• _WHAT YOU HAVE TO DO_:
Shift every bounding-box coordinate in the answers up by 143, and write out again the material from the line holding "Get closed eye." through the end of the material, inclusive, with its requests. Leave the pictures out of your answer.

• _DATASET_:
[BEGIN]
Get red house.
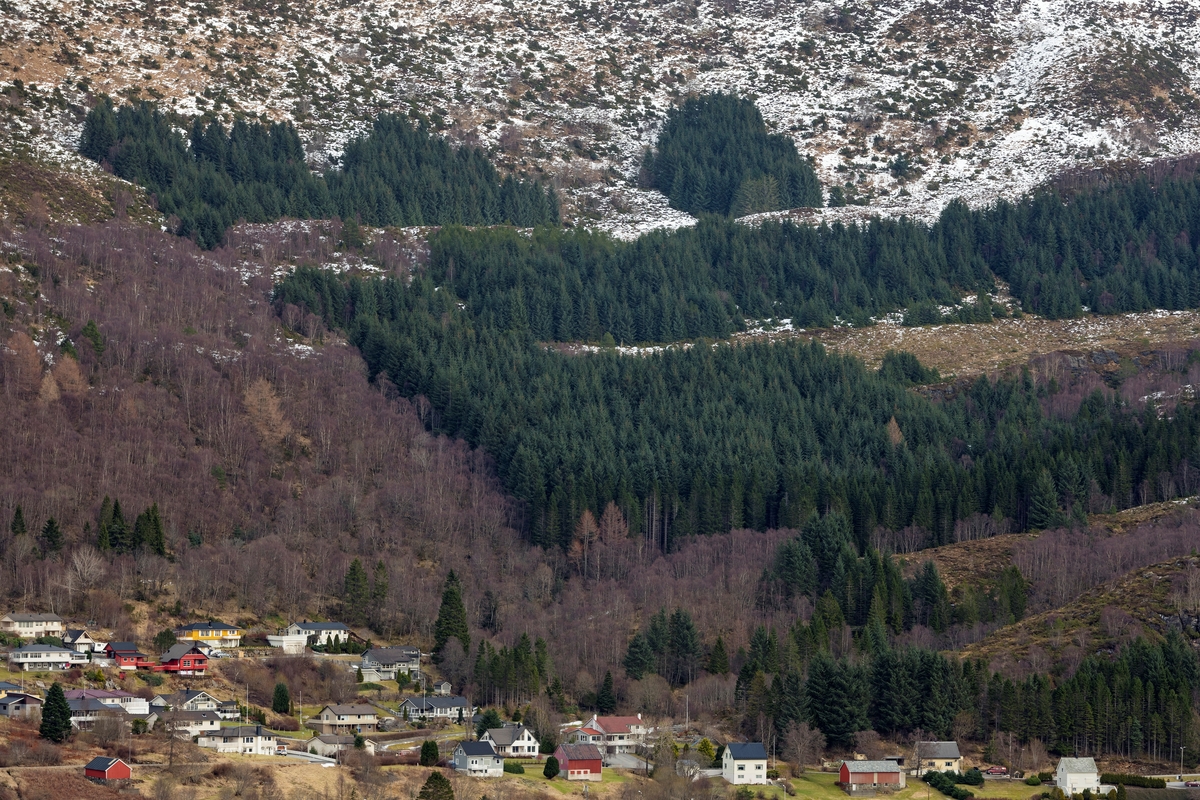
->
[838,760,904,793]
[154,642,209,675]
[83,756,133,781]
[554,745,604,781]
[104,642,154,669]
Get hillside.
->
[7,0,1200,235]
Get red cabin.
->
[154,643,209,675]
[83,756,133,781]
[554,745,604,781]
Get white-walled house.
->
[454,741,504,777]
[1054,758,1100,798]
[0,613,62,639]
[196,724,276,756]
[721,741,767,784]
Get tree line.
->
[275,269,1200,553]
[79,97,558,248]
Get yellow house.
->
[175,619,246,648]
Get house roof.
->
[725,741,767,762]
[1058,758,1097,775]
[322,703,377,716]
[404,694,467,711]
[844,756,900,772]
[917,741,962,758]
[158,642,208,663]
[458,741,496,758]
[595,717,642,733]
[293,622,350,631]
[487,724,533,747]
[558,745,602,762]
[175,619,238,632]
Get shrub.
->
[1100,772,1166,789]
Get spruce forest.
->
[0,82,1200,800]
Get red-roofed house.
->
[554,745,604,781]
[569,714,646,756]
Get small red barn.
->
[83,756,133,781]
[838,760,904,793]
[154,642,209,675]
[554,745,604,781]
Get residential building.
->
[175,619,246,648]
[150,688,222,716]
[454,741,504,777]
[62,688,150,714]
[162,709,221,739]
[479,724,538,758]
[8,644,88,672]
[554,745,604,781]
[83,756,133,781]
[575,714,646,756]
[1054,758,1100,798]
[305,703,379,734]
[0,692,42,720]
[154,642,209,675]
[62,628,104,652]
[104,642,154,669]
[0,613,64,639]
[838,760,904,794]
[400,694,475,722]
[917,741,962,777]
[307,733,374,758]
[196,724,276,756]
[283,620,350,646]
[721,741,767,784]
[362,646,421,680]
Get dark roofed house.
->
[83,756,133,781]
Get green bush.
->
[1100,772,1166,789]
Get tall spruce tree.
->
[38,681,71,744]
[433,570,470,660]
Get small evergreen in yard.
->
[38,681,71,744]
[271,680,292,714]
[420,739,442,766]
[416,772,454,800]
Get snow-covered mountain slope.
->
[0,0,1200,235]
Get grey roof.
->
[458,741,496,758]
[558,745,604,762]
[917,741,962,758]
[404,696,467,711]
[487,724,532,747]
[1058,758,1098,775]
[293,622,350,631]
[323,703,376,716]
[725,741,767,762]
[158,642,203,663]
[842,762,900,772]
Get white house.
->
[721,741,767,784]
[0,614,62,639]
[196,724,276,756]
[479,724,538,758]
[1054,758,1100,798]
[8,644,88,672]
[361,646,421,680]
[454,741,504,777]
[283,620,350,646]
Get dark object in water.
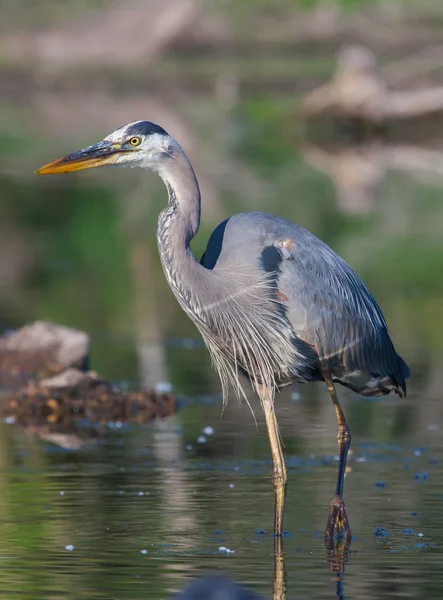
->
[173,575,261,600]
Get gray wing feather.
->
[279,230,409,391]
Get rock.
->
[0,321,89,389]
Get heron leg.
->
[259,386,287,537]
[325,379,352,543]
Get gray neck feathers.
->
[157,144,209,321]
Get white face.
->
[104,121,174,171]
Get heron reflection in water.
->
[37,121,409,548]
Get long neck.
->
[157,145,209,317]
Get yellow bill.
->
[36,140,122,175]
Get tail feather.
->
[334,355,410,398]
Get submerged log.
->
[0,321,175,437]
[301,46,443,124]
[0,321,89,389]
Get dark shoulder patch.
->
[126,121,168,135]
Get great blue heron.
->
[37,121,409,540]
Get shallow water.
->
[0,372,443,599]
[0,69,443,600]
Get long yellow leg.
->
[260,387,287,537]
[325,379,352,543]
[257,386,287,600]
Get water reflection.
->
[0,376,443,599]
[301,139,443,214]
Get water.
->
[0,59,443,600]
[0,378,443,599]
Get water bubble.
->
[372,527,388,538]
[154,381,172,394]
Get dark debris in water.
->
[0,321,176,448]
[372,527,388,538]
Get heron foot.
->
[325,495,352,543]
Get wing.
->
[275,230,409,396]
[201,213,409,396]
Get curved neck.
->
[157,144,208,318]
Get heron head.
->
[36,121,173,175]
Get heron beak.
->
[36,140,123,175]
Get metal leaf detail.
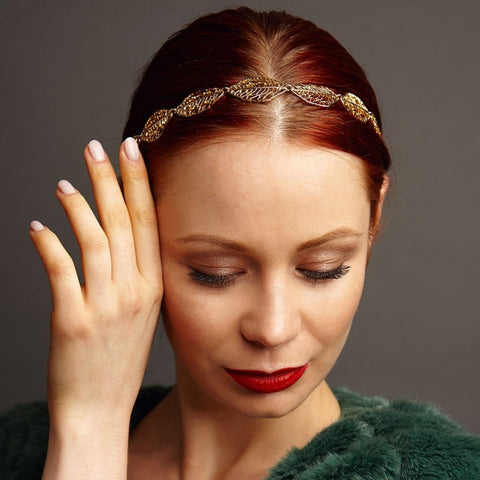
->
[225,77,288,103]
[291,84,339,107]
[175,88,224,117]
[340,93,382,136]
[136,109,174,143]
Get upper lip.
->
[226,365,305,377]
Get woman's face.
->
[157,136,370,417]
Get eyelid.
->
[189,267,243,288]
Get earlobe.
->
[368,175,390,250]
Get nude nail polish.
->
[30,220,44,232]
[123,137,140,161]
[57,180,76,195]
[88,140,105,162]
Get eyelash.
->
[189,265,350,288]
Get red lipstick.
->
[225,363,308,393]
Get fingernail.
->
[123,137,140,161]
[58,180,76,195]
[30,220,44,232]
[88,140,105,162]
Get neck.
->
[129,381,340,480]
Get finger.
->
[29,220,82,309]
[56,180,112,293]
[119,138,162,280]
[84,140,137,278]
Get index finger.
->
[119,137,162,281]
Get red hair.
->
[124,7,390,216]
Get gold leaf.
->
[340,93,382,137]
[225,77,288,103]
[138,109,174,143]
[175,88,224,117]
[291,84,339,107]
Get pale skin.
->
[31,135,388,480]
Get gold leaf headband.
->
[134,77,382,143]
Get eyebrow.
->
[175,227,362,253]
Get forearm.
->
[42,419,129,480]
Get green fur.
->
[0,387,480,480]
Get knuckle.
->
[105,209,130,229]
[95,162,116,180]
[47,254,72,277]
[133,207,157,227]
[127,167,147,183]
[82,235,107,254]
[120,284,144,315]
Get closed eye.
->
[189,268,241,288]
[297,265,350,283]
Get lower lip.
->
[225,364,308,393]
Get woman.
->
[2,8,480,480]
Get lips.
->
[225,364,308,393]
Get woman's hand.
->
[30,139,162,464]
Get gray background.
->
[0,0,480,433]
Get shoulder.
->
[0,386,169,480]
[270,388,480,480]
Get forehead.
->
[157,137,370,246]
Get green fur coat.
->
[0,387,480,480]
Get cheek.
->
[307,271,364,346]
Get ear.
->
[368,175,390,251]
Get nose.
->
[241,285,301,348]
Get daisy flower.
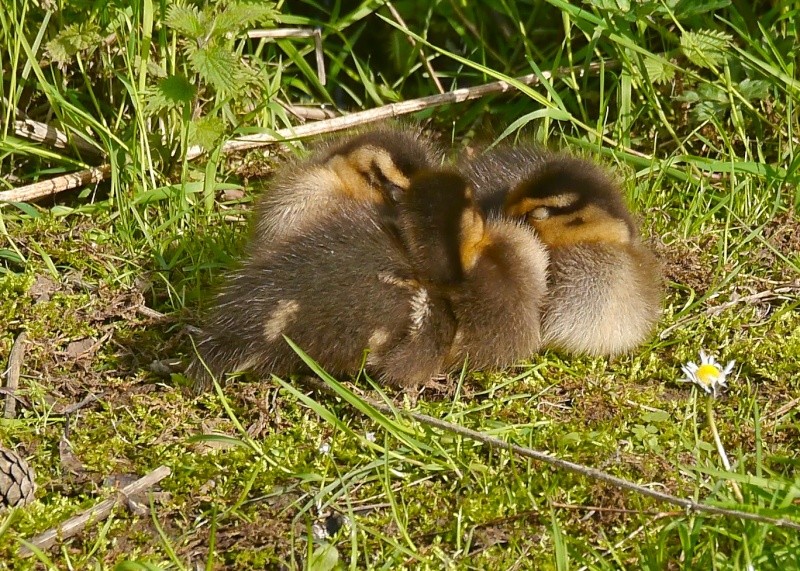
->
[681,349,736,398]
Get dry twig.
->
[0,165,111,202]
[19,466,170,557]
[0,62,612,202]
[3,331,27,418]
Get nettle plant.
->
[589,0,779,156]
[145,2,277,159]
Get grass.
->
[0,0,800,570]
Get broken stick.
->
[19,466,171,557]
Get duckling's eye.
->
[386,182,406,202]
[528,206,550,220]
[END]
• _SOLVED PROBLEM_:
Get closed eye.
->
[332,411,384,431]
[440,408,493,426]
Get lower lip.
->
[368,507,451,536]
Get woman.
->
[145,151,623,623]
Get lips.
->
[368,507,451,536]
Get woman's hand.
->
[173,282,305,607]
Get gray background.
->
[143,143,623,576]
Get shoulder.
->
[143,529,312,623]
[413,531,623,623]
Get forehead.
->
[300,280,513,389]
Get green fur coat.
->
[143,530,623,623]
Get cheek.
->
[450,414,507,489]
Get ear.
->
[511,318,533,394]
Get nose.
->
[384,428,444,491]
Get daisy flower.
->
[824,492,879,541]
Get dry twig.
->
[143,308,254,345]
[162,609,313,700]
[143,205,755,345]
[146,474,170,561]
Get nettle plant.
->
[732,143,922,299]
[288,145,420,302]
Get grass.
->
[143,143,943,713]
Get broken stick.
->
[162,609,314,700]
Get duckling's eye.
->
[529,325,549,345]
[671,349,693,363]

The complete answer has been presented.